Listed entries Block Start

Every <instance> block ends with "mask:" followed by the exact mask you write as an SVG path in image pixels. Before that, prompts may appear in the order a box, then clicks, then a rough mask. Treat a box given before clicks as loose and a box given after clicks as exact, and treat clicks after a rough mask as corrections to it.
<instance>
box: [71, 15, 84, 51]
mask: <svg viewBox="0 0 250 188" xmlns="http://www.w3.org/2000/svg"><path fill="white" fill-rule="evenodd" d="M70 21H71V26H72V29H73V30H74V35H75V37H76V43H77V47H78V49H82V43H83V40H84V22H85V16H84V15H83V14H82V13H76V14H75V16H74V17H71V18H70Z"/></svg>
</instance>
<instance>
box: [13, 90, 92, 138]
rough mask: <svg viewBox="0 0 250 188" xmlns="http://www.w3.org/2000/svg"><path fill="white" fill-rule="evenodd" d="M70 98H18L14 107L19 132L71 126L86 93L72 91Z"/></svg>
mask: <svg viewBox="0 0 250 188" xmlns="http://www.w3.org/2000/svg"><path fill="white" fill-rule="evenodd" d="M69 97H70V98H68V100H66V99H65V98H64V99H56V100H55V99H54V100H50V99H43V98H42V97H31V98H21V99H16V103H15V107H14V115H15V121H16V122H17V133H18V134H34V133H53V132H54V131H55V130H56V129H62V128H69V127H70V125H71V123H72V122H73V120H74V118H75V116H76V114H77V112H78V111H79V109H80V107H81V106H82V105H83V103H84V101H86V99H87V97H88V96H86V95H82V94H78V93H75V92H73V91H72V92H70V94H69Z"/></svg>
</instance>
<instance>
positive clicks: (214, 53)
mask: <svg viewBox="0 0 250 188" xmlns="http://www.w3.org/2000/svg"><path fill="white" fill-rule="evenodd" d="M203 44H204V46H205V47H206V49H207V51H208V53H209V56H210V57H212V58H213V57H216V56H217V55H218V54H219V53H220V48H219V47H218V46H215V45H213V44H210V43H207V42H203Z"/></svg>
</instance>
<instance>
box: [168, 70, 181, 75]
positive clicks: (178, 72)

Listed entries Block End

**Work to complete**
Set down the complete listing once more, exactly as it appears.

**Solution for this task**
Every <instance> block ends with "mask:" followed by the exact mask you write as an SVG path in image pixels. Before that, prompts may appear in the order a box, then clicks, then a rough mask. Treat a box given before clicks as loose and a box given after clicks as exact, and treat clicks after a rough mask as corrections to it.
<instance>
box: [71, 15, 84, 51]
mask: <svg viewBox="0 0 250 188" xmlns="http://www.w3.org/2000/svg"><path fill="white" fill-rule="evenodd" d="M70 21H71V26H72V29H73V30H74V35H75V37H76V43H77V47H78V49H82V43H83V40H84V22H85V16H84V15H83V14H82V13H76V14H75V16H74V17H71V18H70Z"/></svg>
</instance>
<instance>
box: [13, 90, 92, 138]
rough mask: <svg viewBox="0 0 250 188" xmlns="http://www.w3.org/2000/svg"><path fill="white" fill-rule="evenodd" d="M70 98H18L14 107L19 132L71 126L86 93L72 91Z"/></svg>
mask: <svg viewBox="0 0 250 188" xmlns="http://www.w3.org/2000/svg"><path fill="white" fill-rule="evenodd" d="M69 97H70V98H68V100H66V99H65V98H64V99H56V100H55V99H54V100H50V99H43V98H42V97H31V98H21V99H16V103H15V107H14V115H15V121H16V122H17V133H18V134H34V133H53V132H54V131H55V130H56V129H62V128H69V127H70V125H71V123H72V122H73V120H74V118H75V116H76V114H77V112H78V111H79V109H80V107H81V106H82V105H83V103H84V101H86V99H87V97H88V96H86V95H82V94H78V93H75V92H73V91H72V92H70V94H69Z"/></svg>
</instance>
<instance>
positive clicks: (214, 53)
mask: <svg viewBox="0 0 250 188" xmlns="http://www.w3.org/2000/svg"><path fill="white" fill-rule="evenodd" d="M203 44H204V46H205V47H206V49H207V51H208V53H209V56H210V57H212V58H213V57H216V56H217V55H218V54H219V53H220V48H219V47H218V46H215V45H213V44H210V43H207V42H203Z"/></svg>
</instance>
<instance>
box: [168, 70, 181, 75]
positive clicks: (178, 72)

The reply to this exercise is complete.